> [Task prompt] Can you pull out every full line from the rows below that contains the string "ceiling"?

> [Input]
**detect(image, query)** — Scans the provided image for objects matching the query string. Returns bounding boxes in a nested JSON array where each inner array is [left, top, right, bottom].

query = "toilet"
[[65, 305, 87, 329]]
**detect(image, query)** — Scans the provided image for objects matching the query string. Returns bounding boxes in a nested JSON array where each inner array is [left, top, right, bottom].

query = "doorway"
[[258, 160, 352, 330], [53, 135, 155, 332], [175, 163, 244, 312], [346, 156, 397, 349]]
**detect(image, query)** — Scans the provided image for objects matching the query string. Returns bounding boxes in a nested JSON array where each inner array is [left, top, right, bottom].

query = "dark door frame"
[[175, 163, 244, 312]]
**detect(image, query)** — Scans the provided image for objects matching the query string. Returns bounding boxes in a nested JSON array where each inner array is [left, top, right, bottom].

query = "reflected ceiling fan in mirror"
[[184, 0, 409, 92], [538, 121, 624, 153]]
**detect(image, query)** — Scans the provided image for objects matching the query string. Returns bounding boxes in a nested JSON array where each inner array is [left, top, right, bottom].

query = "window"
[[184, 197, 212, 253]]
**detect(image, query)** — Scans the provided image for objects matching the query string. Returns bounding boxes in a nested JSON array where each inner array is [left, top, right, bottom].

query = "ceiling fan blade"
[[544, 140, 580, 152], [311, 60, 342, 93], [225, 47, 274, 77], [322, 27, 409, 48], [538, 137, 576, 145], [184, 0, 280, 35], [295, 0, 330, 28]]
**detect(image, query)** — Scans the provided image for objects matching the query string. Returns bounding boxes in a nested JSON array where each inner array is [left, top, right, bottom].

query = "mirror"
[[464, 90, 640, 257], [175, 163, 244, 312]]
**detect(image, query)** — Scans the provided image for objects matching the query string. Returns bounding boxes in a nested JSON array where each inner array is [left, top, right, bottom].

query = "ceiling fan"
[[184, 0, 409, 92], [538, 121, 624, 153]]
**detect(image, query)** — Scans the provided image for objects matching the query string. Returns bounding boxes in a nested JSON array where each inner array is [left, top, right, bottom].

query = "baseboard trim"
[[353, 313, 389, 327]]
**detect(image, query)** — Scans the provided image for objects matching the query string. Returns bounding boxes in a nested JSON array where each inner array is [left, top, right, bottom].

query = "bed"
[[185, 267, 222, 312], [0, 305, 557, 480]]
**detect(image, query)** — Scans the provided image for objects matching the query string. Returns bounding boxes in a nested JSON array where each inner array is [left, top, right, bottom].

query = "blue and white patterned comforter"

> [Result]
query = "reflected ceiling fan in mirror"
query = "ceiling fan blade"
query = "ceiling fan"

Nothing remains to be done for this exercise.